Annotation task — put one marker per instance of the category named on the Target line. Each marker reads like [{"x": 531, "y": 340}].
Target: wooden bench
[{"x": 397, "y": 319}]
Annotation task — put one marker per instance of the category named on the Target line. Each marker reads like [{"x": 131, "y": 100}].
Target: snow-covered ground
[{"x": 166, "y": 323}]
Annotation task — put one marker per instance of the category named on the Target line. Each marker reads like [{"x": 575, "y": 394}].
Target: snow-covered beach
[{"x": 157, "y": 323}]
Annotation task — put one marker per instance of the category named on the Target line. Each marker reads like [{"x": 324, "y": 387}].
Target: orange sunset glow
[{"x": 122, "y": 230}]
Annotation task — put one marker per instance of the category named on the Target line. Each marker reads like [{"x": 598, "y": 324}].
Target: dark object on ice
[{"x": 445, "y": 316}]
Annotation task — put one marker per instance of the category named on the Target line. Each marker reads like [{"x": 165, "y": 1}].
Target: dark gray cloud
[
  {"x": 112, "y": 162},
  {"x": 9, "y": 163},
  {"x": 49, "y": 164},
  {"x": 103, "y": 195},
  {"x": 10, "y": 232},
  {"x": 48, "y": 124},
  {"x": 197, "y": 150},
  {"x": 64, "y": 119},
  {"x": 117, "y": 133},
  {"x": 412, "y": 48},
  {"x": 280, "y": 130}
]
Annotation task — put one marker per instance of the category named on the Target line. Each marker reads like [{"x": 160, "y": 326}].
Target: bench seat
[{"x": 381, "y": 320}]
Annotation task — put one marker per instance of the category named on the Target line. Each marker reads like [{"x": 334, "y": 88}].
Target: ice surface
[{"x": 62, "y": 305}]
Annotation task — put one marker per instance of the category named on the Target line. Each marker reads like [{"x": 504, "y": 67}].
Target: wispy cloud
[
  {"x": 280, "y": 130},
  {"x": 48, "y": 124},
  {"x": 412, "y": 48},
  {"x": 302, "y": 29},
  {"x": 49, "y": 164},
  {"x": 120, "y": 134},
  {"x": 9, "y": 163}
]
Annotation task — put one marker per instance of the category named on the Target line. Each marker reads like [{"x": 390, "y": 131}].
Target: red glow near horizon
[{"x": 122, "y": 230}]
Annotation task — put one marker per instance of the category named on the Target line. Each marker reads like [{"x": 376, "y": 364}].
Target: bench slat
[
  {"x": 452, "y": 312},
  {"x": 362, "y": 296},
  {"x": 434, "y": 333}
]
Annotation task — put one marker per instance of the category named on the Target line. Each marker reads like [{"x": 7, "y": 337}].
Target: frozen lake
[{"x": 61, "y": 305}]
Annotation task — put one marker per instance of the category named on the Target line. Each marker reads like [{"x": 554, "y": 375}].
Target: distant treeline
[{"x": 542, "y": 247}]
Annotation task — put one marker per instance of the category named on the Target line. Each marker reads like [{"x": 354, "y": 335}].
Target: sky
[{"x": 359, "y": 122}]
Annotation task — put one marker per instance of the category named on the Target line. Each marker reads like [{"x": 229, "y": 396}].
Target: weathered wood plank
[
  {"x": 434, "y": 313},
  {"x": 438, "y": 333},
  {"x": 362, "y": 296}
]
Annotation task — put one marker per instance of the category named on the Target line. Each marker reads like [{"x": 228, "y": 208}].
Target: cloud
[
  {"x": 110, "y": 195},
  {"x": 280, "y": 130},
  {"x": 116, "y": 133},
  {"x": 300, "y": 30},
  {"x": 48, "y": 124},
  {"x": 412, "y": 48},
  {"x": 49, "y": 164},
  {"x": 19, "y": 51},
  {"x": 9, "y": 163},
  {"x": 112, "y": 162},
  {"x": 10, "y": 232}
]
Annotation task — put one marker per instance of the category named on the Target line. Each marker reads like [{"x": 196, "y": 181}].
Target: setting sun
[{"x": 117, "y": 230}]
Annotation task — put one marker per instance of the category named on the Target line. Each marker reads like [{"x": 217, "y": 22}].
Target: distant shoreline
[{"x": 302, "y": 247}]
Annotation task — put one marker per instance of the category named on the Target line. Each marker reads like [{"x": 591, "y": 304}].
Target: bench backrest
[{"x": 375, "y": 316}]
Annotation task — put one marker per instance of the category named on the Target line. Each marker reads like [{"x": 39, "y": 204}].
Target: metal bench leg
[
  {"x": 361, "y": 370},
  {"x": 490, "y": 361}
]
○ ○ ○ ○ ○
> **Requirements**: Show every line of the data above that contains the word "cloud", copying each line in full.

> **Response**:
Target: dark gray cloud
Target: wispy cloud
Target: cloud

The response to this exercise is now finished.